# [Work task]
Provide again, from the entries below, every line from the one containing "pixel 166 28" through the one containing "pixel 601 36", exactly as written, and no other line.
BEGIN
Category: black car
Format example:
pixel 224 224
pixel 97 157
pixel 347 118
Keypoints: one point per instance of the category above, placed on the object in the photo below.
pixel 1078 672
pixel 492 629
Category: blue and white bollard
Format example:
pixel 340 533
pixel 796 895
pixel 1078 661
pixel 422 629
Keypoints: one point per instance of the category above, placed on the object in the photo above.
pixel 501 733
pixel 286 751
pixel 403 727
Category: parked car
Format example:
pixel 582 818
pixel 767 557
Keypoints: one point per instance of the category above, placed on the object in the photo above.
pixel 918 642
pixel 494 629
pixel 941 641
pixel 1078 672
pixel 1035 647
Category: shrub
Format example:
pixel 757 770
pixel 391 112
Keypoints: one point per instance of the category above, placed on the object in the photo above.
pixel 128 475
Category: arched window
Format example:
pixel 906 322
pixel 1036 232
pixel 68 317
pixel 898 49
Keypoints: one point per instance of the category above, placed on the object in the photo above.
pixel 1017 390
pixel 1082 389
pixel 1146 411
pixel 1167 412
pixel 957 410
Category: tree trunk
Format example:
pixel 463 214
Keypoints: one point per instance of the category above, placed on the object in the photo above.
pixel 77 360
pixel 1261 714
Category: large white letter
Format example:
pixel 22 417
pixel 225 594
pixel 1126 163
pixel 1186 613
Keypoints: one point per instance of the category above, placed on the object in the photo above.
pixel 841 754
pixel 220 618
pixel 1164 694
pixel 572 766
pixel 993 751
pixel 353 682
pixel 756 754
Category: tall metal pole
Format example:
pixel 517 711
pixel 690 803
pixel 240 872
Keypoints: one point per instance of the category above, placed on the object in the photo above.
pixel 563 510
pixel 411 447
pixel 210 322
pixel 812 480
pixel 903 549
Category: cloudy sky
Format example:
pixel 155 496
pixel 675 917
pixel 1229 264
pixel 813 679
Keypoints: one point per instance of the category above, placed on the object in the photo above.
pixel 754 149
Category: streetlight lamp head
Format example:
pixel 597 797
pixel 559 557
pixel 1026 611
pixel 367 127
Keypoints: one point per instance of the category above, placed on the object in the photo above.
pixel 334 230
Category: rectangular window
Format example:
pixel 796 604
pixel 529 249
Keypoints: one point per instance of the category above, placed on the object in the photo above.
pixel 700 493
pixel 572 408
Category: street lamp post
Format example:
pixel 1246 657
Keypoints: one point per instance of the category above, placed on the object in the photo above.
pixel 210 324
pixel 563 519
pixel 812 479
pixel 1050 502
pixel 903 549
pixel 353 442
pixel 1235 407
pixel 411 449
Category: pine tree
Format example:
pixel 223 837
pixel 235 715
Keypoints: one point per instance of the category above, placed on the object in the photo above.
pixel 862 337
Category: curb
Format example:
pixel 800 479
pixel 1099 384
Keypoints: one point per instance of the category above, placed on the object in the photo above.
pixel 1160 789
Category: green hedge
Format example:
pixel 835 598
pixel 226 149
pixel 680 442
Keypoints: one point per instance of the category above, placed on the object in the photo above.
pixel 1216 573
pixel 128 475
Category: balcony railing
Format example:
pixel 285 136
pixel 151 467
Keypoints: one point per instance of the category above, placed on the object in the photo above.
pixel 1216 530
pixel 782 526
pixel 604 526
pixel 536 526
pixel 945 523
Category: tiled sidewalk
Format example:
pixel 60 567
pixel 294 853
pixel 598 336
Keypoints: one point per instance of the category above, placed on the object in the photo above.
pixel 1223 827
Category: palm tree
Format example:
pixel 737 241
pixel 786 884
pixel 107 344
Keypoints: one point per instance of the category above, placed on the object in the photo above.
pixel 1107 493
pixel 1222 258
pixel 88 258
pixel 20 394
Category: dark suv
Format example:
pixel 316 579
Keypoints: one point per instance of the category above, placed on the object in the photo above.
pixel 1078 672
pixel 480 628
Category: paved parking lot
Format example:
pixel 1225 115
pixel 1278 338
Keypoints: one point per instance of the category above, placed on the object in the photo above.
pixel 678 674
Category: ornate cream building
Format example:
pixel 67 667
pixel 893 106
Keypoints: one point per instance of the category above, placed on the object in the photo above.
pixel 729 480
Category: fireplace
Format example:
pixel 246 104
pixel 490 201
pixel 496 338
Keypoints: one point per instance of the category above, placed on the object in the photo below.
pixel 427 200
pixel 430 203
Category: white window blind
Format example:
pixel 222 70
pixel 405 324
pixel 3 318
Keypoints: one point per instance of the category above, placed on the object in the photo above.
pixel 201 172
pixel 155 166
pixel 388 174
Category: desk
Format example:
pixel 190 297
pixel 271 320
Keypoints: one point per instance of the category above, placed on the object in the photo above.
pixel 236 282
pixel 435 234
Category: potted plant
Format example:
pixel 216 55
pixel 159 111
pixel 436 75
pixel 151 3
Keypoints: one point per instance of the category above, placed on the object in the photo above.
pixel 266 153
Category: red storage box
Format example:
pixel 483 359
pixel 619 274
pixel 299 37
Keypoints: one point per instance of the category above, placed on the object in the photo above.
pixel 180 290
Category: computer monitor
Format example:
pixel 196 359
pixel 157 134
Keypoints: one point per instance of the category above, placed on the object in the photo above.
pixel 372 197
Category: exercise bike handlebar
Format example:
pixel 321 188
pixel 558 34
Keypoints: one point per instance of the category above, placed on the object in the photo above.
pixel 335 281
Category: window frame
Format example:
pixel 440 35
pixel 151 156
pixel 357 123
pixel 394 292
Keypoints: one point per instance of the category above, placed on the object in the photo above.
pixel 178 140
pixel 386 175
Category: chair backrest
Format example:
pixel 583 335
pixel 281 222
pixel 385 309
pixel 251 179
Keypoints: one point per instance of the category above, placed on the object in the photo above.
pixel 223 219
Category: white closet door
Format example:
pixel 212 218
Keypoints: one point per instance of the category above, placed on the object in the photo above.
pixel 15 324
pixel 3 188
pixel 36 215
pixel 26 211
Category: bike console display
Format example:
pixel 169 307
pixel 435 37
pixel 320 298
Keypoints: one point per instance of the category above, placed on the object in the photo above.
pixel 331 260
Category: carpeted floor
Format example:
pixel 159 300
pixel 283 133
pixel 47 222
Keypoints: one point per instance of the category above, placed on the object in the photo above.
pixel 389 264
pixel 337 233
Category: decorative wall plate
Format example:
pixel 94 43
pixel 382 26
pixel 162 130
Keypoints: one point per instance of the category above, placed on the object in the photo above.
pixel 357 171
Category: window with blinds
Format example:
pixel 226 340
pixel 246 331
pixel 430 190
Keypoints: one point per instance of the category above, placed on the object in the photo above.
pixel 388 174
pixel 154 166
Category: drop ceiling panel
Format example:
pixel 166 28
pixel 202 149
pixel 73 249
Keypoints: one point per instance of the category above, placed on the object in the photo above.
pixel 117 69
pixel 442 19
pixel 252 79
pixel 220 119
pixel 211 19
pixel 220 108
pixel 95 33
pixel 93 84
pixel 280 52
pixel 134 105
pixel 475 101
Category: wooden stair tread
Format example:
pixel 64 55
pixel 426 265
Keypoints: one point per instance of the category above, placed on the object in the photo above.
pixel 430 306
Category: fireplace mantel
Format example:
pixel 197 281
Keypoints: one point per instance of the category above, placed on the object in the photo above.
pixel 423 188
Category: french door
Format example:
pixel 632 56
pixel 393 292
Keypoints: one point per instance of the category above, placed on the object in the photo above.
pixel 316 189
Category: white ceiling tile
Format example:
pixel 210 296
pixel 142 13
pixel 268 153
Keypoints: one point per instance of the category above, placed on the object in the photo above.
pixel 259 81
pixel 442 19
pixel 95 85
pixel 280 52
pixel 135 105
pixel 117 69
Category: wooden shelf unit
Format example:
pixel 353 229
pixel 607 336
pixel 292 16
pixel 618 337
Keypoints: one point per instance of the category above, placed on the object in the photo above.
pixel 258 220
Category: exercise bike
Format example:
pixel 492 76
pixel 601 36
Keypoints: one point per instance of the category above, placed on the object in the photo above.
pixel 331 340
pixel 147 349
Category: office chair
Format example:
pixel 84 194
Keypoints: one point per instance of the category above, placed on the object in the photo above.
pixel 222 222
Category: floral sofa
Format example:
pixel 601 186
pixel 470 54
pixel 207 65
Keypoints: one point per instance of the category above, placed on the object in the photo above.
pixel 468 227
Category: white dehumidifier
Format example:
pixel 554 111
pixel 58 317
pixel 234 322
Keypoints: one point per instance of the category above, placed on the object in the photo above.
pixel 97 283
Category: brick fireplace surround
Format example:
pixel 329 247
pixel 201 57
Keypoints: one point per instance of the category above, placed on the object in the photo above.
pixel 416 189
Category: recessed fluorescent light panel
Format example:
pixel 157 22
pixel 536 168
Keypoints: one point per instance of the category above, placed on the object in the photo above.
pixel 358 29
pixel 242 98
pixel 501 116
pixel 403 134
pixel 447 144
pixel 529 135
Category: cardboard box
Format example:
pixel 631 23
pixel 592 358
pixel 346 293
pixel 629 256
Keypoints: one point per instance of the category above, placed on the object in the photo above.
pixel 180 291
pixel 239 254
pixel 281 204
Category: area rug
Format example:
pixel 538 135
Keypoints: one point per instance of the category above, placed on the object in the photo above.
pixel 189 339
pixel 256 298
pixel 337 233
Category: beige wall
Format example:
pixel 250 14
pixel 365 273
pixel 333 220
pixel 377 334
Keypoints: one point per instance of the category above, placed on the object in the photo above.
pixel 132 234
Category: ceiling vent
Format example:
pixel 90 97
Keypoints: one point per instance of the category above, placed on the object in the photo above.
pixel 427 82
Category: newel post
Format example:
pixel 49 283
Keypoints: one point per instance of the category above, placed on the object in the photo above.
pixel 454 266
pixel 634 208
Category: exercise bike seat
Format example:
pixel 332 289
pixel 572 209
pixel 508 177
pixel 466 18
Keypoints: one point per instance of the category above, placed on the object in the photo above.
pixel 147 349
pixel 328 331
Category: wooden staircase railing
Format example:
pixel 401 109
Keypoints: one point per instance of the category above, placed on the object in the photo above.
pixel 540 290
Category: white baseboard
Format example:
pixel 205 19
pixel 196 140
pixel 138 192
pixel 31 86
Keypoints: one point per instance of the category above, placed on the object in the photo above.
END
# [Answer]
pixel 166 28
pixel 202 149
pixel 73 249
Keypoints: one point per instance of the category above, placed on the object in the photo above.
pixel 117 69
pixel 442 19
pixel 252 79
pixel 220 119
pixel 211 19
pixel 220 108
pixel 95 33
pixel 93 84
pixel 280 52
pixel 134 105
pixel 475 101
Category: wooden stair tread
Format example:
pixel 64 55
pixel 426 265
Keypoints: one point per instance of the category above, placed on the object in the photo above.
pixel 430 306
Category: fireplace mantel
Format example:
pixel 197 281
Keypoints: one point per instance of the category above, placed on the object in the photo above.
pixel 423 188
Category: french door
Format example:
pixel 632 56
pixel 393 292
Keypoints: one point per instance of the category above, placed on the object in the photo above.
pixel 316 189
Category: white ceiling tile
Format example:
pixel 210 296
pixel 142 13
pixel 268 153
Keypoints: one point per instance of the category above, placed on the object in the photo above.
pixel 259 81
pixel 442 19
pixel 95 85
pixel 280 52
pixel 135 105
pixel 117 69
Category: wooden shelf unit
Format example:
pixel 353 229
pixel 607 336
pixel 292 16
pixel 618 337
Keypoints: one point per instance of the category above, placed on the object in the photo above.
pixel 258 220
Category: exercise bike
Format example:
pixel 492 76
pixel 601 36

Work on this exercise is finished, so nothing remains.